TASK REQUIREMENTS
Extract every line of the records below word for word, omitting the pictures from your answer.

─── GIVEN DATA ───

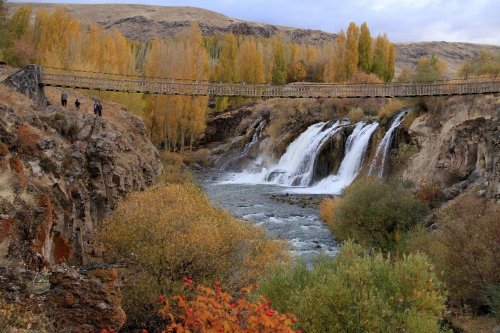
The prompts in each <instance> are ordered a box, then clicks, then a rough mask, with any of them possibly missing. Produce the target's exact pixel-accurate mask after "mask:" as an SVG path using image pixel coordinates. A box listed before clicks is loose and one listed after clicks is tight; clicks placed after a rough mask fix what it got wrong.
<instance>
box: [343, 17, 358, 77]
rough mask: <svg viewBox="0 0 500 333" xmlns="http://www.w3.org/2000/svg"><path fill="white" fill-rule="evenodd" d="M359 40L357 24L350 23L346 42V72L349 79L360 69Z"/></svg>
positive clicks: (347, 33)
mask: <svg viewBox="0 0 500 333" xmlns="http://www.w3.org/2000/svg"><path fill="white" fill-rule="evenodd" d="M358 38H359V29H358V27H357V26H356V23H354V22H351V23H349V27H348V28H347V41H346V62H345V64H346V72H347V78H350V77H351V76H352V75H353V74H354V73H355V72H356V70H357V69H358V61H359V53H358Z"/></svg>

───

ANSWER TO THE PROBLEM
The prompts in each <instance> are ordered a box, then clicks, then a rough mask, with any of them possibly missing. Produce the target's exact pixel-accurate mask after "mask:" as an SVG path using image pixel coordinates. A box listed before clicks is loose and one listed after clicks is tight; clicks placed after a rough mask fix what it got wrong.
<instance>
box: [343, 17, 358, 77]
rough mask: <svg viewBox="0 0 500 333" xmlns="http://www.w3.org/2000/svg"><path fill="white" fill-rule="evenodd" d="M359 40L357 24L350 23L346 42V72L349 79L360 69Z"/></svg>
positive clicks: (347, 33)
mask: <svg viewBox="0 0 500 333" xmlns="http://www.w3.org/2000/svg"><path fill="white" fill-rule="evenodd" d="M358 38H359V29H358V27H357V26H356V23H354V22H351V23H349V27H348V28H347V41H346V62H345V64H346V72H347V78H350V77H351V76H352V75H353V74H354V73H355V72H356V70H357V69H358V61H359V53H358Z"/></svg>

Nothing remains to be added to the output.